--- Start of ENTRIES ---
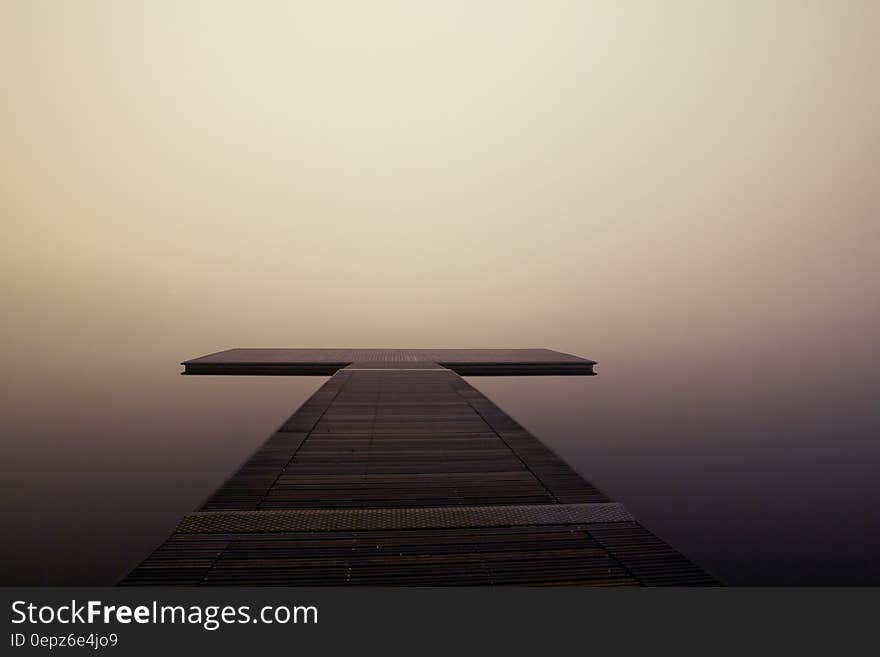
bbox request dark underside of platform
[182,349,596,376]
[122,350,717,586]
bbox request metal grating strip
[176,502,633,534]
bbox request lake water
[0,338,880,585]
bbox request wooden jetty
[121,349,717,586]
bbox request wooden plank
[122,350,717,586]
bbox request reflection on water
[0,350,880,584]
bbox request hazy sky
[0,0,880,361]
[0,0,880,583]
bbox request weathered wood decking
[122,350,715,585]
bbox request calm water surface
[0,345,880,584]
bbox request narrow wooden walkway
[122,350,716,586]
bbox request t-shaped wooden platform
[122,349,716,585]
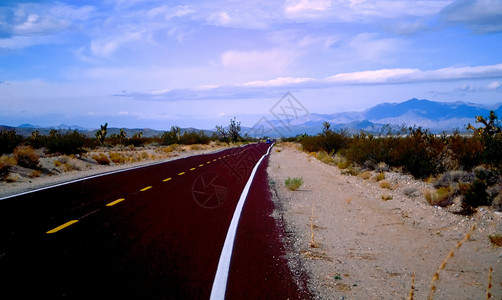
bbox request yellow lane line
[46,220,78,234]
[106,198,125,206]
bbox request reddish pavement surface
[0,144,310,299]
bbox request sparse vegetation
[14,146,40,169]
[488,234,502,247]
[296,111,502,214]
[284,177,303,191]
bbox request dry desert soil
[268,144,502,299]
[0,143,502,300]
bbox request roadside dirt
[268,144,502,299]
[0,143,226,198]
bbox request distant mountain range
[258,98,502,136]
[0,99,502,137]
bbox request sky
[0,0,502,130]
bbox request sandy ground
[0,145,502,300]
[268,145,502,299]
[0,144,226,198]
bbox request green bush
[43,131,87,154]
[14,146,40,169]
[284,177,303,191]
[0,130,23,154]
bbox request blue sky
[0,0,502,129]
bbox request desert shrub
[315,151,335,165]
[380,180,392,190]
[179,131,211,145]
[44,131,87,154]
[0,155,17,180]
[373,172,385,182]
[462,178,490,209]
[424,187,454,207]
[300,135,323,152]
[284,177,303,191]
[91,153,110,165]
[14,146,40,169]
[341,164,361,176]
[336,159,350,170]
[0,130,23,154]
[109,152,126,164]
[29,170,42,178]
[122,134,148,147]
[482,133,502,167]
[434,170,476,188]
[447,132,484,170]
[343,132,397,169]
[488,234,502,247]
[389,128,446,179]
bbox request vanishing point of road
[0,143,310,299]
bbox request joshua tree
[216,125,228,142]
[228,117,241,142]
[96,123,108,144]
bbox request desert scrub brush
[284,177,303,191]
[427,224,476,300]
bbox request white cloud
[91,32,145,57]
[486,81,502,90]
[221,48,298,76]
[285,0,331,13]
[326,69,421,84]
[243,77,315,87]
[207,11,231,26]
[349,32,404,60]
[440,0,502,33]
[118,64,502,101]
[284,0,452,23]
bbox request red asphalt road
[0,144,310,299]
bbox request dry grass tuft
[29,170,42,178]
[14,146,40,169]
[373,172,385,182]
[380,195,394,201]
[486,267,493,300]
[91,153,110,165]
[408,273,415,300]
[488,234,502,247]
[0,155,17,179]
[284,177,303,191]
[424,187,453,207]
[380,180,392,190]
[427,225,476,300]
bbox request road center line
[209,144,274,300]
[46,220,78,234]
[106,198,125,206]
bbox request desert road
[0,144,309,299]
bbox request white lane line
[209,144,274,300]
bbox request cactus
[96,123,108,144]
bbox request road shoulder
[268,145,502,299]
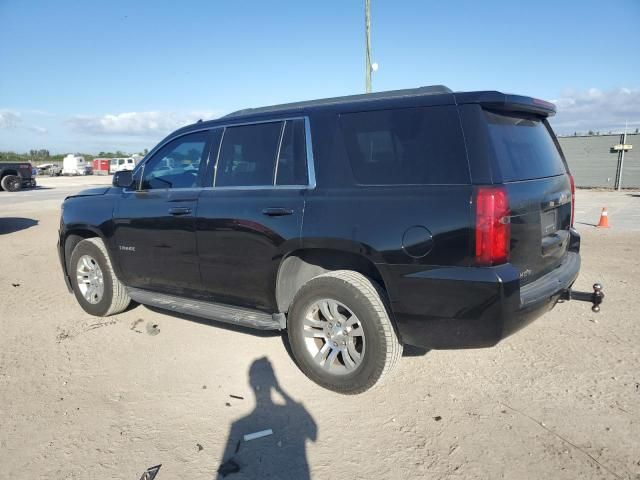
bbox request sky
[0,0,640,153]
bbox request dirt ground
[0,182,640,480]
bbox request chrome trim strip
[273,120,289,187]
[304,115,316,190]
[203,185,309,190]
[211,127,227,187]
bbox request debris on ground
[140,464,162,480]
[129,318,144,333]
[147,322,160,335]
[218,458,240,477]
[244,428,273,442]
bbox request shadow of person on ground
[216,357,318,480]
[0,217,38,235]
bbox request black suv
[0,162,36,192]
[59,86,596,393]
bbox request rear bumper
[381,251,580,349]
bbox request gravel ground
[0,179,640,480]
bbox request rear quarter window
[484,111,567,182]
[340,106,470,185]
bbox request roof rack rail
[222,85,453,118]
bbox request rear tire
[68,238,131,317]
[0,175,22,192]
[287,270,402,395]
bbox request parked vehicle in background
[0,162,36,192]
[37,163,62,177]
[62,153,88,175]
[59,86,602,394]
[109,157,136,173]
[93,158,111,175]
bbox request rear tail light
[569,174,576,227]
[476,187,511,265]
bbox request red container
[93,158,109,175]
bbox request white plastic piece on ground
[244,428,273,442]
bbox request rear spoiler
[455,92,556,117]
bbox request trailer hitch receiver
[562,283,604,313]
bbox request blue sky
[0,0,640,153]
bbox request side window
[215,122,282,187]
[140,132,208,190]
[340,106,470,185]
[276,119,309,185]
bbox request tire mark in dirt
[56,319,118,343]
[500,402,623,480]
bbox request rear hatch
[482,105,572,285]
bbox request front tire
[288,270,402,394]
[0,175,22,192]
[68,238,131,317]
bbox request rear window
[340,106,469,185]
[485,111,566,182]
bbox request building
[558,133,640,188]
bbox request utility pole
[618,121,628,191]
[611,122,633,190]
[364,0,372,93]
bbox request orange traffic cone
[597,207,609,228]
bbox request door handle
[169,207,191,216]
[262,207,293,217]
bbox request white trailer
[62,153,87,175]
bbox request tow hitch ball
[562,283,604,313]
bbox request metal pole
[364,0,371,93]
[618,121,628,191]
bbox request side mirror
[113,170,133,188]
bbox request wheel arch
[60,225,120,276]
[276,248,387,313]
[0,168,22,179]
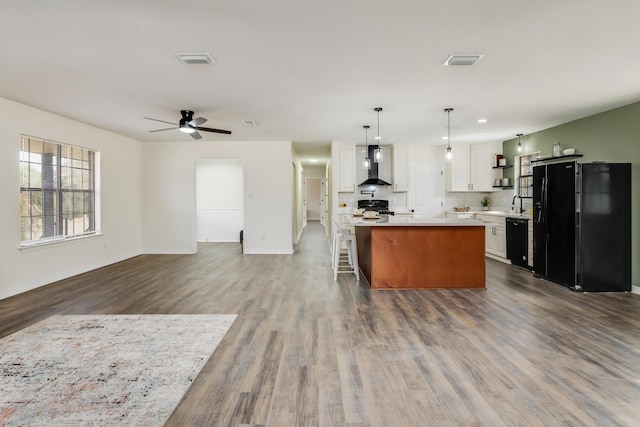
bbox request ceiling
[0,0,640,166]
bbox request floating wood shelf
[531,154,582,163]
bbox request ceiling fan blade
[196,126,231,135]
[143,117,178,126]
[149,128,178,132]
[189,117,207,126]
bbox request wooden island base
[355,225,485,289]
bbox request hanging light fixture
[444,108,453,160]
[373,107,384,163]
[516,133,522,153]
[362,125,371,170]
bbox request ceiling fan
[145,110,231,139]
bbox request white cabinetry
[338,145,356,193]
[476,214,507,261]
[447,143,502,193]
[445,145,471,191]
[393,144,409,192]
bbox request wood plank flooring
[0,222,640,426]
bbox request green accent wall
[503,102,640,286]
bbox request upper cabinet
[393,144,409,192]
[338,145,356,193]
[446,142,502,193]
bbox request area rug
[0,314,236,426]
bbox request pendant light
[373,107,384,163]
[444,108,453,160]
[362,125,371,170]
[516,133,522,153]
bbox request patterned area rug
[0,314,236,426]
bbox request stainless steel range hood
[360,145,391,186]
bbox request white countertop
[447,211,531,219]
[338,214,485,228]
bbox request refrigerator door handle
[539,178,549,222]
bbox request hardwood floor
[0,223,640,426]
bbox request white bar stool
[331,221,360,281]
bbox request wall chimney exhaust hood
[360,145,391,186]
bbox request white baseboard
[244,249,293,255]
[142,249,198,255]
[0,253,140,300]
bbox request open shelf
[531,154,582,163]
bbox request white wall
[0,98,142,298]
[142,140,293,254]
[196,159,244,242]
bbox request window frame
[19,134,100,249]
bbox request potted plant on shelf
[480,196,491,211]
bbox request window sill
[18,232,103,252]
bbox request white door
[320,178,327,227]
[306,178,322,221]
[409,162,444,220]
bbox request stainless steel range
[358,199,394,215]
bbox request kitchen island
[340,214,485,289]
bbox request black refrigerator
[533,162,631,292]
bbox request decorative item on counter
[480,196,491,211]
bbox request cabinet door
[338,145,356,193]
[486,224,498,255]
[445,145,471,191]
[495,220,507,258]
[393,144,409,192]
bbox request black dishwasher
[507,218,529,268]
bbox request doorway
[196,159,244,242]
[409,162,444,220]
[305,178,324,221]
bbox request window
[20,136,96,246]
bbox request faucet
[511,194,524,213]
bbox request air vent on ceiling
[176,53,216,64]
[444,53,484,65]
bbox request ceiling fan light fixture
[175,52,216,65]
[444,53,484,65]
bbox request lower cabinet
[476,214,507,262]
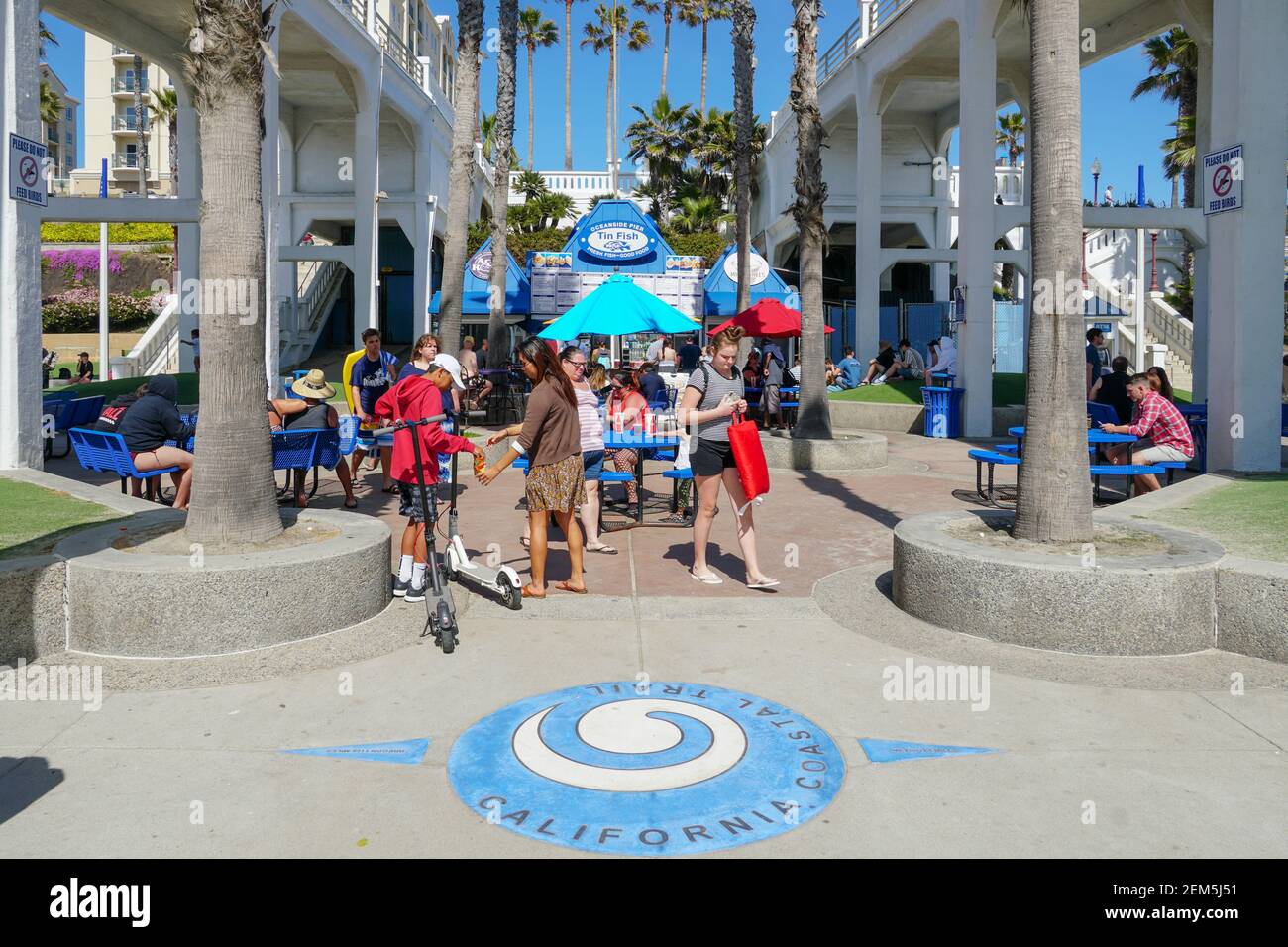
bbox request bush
[40,223,174,246]
[40,288,164,333]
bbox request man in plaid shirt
[1100,374,1194,493]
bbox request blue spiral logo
[448,682,845,854]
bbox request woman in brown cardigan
[480,335,587,598]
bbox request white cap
[429,353,465,390]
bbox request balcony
[112,77,149,95]
[112,112,152,136]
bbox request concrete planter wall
[894,513,1225,655]
[55,510,391,657]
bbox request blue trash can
[921,388,966,438]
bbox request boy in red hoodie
[375,355,483,601]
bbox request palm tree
[626,94,690,220]
[1015,0,1092,543]
[515,7,559,170]
[486,0,517,364]
[563,0,590,171]
[183,0,282,546]
[514,170,550,201]
[152,89,179,194]
[480,112,519,167]
[581,0,653,194]
[731,0,756,318]
[997,112,1024,167]
[670,194,733,233]
[790,0,832,438]
[134,54,149,197]
[40,78,63,125]
[679,0,729,112]
[1130,27,1199,207]
[438,0,483,352]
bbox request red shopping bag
[729,415,769,517]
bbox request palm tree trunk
[134,55,149,197]
[658,4,671,95]
[486,0,517,368]
[698,20,707,116]
[1015,0,1092,543]
[438,0,483,352]
[561,0,572,169]
[522,44,536,171]
[187,0,282,546]
[788,0,832,438]
[733,0,756,318]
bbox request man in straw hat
[270,368,358,510]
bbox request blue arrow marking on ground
[859,737,999,763]
[282,740,429,766]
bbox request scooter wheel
[497,575,523,612]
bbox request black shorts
[395,480,438,523]
[690,437,738,476]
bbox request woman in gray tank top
[679,326,778,588]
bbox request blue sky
[43,7,1176,204]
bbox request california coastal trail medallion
[448,682,845,856]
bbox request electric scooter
[373,415,458,655]
[443,430,523,612]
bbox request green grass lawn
[0,478,123,559]
[1151,473,1288,562]
[46,366,198,404]
[828,373,1024,404]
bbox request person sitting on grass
[1100,373,1194,493]
[269,368,358,510]
[373,355,483,601]
[859,339,899,386]
[116,374,194,510]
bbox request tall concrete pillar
[1195,0,1288,472]
[174,82,201,371]
[259,27,282,388]
[0,0,43,469]
[1190,36,1214,403]
[353,84,380,349]
[957,13,997,437]
[853,68,881,364]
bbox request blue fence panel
[993,303,1025,374]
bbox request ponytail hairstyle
[519,335,577,407]
[711,326,747,353]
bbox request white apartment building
[40,63,80,186]
[72,33,174,196]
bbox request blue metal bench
[67,428,179,500]
[1091,464,1163,500]
[966,445,1020,506]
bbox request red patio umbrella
[709,299,836,339]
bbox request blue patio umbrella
[537,273,700,339]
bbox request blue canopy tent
[702,244,800,318]
[429,237,532,316]
[538,273,698,339]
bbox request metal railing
[112,77,149,93]
[818,0,912,85]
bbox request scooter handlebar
[366,415,447,437]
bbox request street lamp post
[1149,230,1158,292]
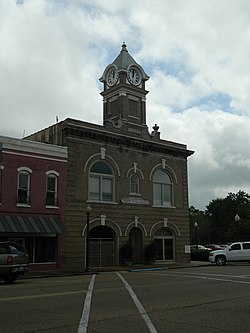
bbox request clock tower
[100,43,149,137]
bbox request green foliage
[190,190,250,244]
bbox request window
[130,174,139,194]
[231,244,241,251]
[153,170,173,206]
[25,237,58,263]
[17,170,30,205]
[89,161,114,202]
[46,173,58,206]
[0,165,4,204]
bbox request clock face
[127,67,141,86]
[107,68,118,87]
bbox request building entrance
[154,228,175,260]
[129,227,143,263]
[89,226,116,267]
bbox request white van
[209,241,250,266]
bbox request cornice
[62,124,194,158]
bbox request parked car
[205,244,222,251]
[190,245,212,251]
[0,242,29,283]
[209,241,250,266]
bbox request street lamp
[194,222,199,250]
[85,205,91,272]
[234,214,240,241]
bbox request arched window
[130,174,139,194]
[89,161,114,202]
[153,170,173,207]
[46,172,59,206]
[17,168,31,205]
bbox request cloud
[0,0,250,208]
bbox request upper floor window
[130,174,139,194]
[17,168,32,205]
[46,172,59,206]
[0,165,4,204]
[89,161,114,202]
[153,170,173,206]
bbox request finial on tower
[121,42,128,52]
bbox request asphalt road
[0,264,250,333]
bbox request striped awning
[0,215,64,234]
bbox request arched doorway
[89,226,115,267]
[129,227,143,263]
[154,228,175,260]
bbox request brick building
[27,44,193,270]
[0,136,67,269]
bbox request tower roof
[113,42,138,70]
[100,42,149,82]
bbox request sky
[0,0,250,210]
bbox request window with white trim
[46,173,58,207]
[89,161,114,202]
[153,170,173,207]
[130,173,139,194]
[17,170,30,205]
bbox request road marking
[147,273,250,284]
[77,274,96,333]
[0,290,83,302]
[116,273,157,333]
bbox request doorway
[154,228,175,260]
[129,227,143,264]
[89,226,116,267]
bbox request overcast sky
[0,0,250,210]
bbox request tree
[205,191,250,243]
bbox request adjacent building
[0,136,67,270]
[26,44,193,270]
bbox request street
[0,264,250,333]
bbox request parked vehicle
[190,245,212,251]
[205,244,222,251]
[0,242,29,283]
[209,241,250,266]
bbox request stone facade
[0,136,67,270]
[27,44,193,270]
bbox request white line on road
[147,273,250,284]
[116,273,157,333]
[77,274,96,333]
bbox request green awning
[0,215,64,234]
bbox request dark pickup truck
[0,242,29,283]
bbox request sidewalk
[20,261,211,279]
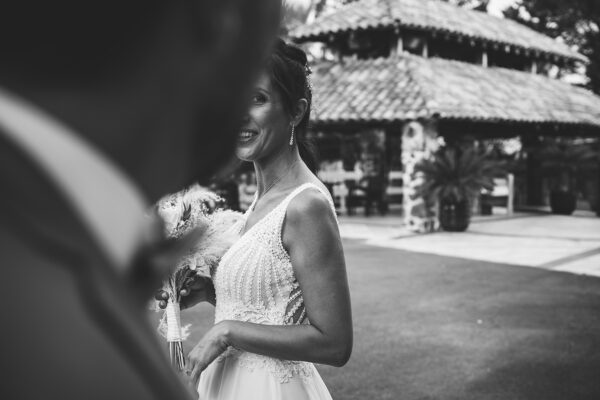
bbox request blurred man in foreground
[0,0,279,400]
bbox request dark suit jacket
[0,133,191,400]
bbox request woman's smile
[238,129,258,143]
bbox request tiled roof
[312,54,600,127]
[290,0,587,61]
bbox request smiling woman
[184,41,352,400]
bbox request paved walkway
[340,213,600,277]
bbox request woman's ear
[291,99,308,126]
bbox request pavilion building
[290,0,600,229]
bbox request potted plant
[415,147,505,232]
[540,141,597,215]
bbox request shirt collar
[0,88,148,271]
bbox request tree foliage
[415,147,506,202]
[504,0,600,94]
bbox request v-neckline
[240,182,312,239]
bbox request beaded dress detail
[199,183,335,400]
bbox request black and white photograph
[0,0,600,400]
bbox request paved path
[340,214,600,277]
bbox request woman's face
[236,73,291,161]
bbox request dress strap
[281,182,338,222]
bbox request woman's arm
[190,190,352,379]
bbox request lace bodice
[213,183,335,381]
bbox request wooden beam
[396,35,404,54]
[531,60,537,75]
[481,50,489,68]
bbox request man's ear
[292,99,308,126]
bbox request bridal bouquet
[156,185,242,371]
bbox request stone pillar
[521,134,544,206]
[402,121,439,233]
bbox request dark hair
[0,0,166,87]
[266,39,318,172]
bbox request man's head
[0,0,280,200]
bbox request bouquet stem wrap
[165,300,185,371]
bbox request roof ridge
[290,0,588,62]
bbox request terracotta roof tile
[312,54,600,127]
[290,0,587,61]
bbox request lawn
[170,241,600,400]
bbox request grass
[165,241,600,400]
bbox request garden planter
[440,201,471,232]
[550,190,577,215]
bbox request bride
[188,40,352,400]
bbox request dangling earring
[290,124,294,146]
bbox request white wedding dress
[198,183,335,400]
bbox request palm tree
[415,147,506,231]
[540,141,598,215]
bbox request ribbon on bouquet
[165,299,185,371]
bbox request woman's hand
[187,321,231,389]
[154,276,215,310]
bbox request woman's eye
[252,93,267,104]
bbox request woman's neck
[254,148,302,197]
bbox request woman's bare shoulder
[286,182,335,225]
--- End of ENTRIES ---
> TASK INSTRUCTIONS
Gather every line above that contains the string "cloud" and copy each such line in full. Letter case is significant.

> TASK RESULT
bbox request white cloud
bbox request cloud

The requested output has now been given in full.